Objective: Reproduce every line of the listing, beginning with the line containing "job | pin one point per instance of the woman's face" and continuing through the line containing "[(138, 13)]", shifting each point coordinate in the answers by adding 25 to it and leaving all other lines unchanged.

** start Listing **

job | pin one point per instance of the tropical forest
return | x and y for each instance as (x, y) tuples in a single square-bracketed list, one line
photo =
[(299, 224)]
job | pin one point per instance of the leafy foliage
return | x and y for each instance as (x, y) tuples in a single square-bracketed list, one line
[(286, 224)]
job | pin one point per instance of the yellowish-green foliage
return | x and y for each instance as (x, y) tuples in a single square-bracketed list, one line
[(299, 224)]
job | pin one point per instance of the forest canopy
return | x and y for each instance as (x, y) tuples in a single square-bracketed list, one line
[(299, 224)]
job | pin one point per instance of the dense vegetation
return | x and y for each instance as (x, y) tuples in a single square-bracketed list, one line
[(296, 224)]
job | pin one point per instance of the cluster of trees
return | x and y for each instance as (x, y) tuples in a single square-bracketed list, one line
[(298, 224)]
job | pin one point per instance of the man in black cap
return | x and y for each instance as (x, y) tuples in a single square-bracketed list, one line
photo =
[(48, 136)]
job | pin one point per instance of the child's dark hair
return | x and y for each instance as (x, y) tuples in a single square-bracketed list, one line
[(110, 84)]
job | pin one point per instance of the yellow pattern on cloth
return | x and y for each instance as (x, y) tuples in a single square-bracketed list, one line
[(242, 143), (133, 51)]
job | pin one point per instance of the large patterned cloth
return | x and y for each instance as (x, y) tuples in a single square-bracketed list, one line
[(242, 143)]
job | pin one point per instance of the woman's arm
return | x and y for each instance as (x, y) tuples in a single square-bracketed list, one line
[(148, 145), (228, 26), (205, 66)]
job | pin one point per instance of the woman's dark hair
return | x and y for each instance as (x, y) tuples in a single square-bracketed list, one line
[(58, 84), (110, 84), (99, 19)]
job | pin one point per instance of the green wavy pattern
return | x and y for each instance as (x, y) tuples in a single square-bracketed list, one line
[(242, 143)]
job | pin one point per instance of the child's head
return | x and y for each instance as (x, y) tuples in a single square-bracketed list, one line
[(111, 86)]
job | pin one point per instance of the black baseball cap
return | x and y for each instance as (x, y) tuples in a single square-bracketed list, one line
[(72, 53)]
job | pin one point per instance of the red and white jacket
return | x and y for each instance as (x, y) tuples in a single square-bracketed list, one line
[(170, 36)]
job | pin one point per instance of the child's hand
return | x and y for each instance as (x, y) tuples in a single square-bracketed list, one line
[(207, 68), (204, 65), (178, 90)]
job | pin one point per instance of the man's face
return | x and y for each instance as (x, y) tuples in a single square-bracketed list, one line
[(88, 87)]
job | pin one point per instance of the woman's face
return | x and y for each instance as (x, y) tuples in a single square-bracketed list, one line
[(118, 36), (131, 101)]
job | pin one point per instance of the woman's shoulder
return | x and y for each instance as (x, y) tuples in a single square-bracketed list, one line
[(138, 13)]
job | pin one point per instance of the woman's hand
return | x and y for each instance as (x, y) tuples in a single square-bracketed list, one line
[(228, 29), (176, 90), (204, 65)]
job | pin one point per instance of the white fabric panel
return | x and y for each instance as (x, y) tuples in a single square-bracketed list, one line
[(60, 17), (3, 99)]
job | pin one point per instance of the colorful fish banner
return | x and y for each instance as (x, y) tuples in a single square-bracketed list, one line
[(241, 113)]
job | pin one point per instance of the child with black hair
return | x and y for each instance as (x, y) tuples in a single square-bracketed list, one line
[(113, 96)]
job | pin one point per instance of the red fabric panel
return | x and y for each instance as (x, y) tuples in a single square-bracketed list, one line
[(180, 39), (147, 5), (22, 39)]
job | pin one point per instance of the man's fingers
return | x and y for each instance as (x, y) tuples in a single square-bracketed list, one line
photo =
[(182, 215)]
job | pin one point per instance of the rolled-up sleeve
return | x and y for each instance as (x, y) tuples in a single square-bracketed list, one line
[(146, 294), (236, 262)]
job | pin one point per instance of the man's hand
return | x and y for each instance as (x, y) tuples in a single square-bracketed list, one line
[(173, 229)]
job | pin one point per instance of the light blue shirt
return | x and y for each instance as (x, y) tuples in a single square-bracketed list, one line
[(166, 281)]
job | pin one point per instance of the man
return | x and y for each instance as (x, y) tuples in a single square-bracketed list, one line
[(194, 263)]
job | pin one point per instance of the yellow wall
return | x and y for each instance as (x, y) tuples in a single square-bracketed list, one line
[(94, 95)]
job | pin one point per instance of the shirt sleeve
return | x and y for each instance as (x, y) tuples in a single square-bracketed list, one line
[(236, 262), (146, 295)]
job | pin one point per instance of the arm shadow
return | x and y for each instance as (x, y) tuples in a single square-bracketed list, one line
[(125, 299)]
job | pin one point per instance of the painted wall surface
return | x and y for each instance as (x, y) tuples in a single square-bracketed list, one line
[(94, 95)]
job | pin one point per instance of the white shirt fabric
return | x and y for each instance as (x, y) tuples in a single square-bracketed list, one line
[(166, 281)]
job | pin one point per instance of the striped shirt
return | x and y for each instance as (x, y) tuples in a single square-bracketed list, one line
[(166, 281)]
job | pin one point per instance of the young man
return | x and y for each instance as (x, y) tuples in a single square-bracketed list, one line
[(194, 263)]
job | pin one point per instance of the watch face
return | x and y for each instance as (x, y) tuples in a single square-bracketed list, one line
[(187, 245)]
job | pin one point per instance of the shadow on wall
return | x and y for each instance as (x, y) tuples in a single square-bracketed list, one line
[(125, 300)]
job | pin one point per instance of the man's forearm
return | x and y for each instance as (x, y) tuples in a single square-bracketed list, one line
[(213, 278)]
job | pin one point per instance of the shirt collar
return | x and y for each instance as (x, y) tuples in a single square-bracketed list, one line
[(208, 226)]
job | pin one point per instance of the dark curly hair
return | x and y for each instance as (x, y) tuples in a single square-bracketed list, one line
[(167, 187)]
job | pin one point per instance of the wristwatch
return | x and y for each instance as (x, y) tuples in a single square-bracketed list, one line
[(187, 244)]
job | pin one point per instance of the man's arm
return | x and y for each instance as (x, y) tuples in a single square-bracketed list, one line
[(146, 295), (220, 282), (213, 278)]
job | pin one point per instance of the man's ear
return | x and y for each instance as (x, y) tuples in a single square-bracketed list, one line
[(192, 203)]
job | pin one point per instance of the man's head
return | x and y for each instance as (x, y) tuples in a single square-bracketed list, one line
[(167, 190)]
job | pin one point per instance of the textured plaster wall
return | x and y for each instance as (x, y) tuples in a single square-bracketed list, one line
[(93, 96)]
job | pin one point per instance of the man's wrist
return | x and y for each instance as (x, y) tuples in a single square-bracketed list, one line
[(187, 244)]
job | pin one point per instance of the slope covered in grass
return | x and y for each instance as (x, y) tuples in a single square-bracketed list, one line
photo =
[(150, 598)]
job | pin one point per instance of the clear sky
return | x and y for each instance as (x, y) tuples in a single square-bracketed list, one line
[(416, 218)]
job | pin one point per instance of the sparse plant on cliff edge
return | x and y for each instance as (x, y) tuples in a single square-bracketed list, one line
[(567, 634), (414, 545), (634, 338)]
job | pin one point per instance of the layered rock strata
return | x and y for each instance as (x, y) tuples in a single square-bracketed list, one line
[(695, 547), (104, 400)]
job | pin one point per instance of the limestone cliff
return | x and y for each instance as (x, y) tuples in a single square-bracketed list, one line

** end Listing **

Answer in full:
job | pin one point per instance of the woman's face
return | x and y for each instance as (x, y) tuples in a single square-bracketed list, one line
[(143, 61), (156, 126)]
job | pin one point per instance of the woman's shoulder
return | x and y for each instance as (x, y) tuples in a single square-bracketed list, one line
[(163, 38)]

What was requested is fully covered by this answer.